→ Source data:
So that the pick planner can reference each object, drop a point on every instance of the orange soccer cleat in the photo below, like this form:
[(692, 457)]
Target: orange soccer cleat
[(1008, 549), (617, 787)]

--

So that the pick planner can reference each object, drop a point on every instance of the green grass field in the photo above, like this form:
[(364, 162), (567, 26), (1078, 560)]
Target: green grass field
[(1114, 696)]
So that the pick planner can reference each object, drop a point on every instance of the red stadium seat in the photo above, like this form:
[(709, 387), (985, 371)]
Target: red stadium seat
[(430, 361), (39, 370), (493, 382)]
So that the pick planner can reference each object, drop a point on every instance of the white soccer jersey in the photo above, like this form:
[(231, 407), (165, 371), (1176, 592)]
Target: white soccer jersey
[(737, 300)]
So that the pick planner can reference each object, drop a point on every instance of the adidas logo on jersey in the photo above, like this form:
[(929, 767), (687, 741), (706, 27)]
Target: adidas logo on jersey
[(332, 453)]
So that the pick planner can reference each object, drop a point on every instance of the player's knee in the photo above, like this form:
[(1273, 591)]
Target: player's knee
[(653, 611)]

→ Problem statement: Copy out, word for word, the part of the records that opens with the line containing "of the player's" and closes with the line containing "[(653, 611)]", keeping both of those lines.

→ Exercise solution:
So that the pick planner can reference each object, drop a point on every instance of the player's knee in the photo above, like this form:
[(1273, 591)]
Target: player's knee
[(653, 611)]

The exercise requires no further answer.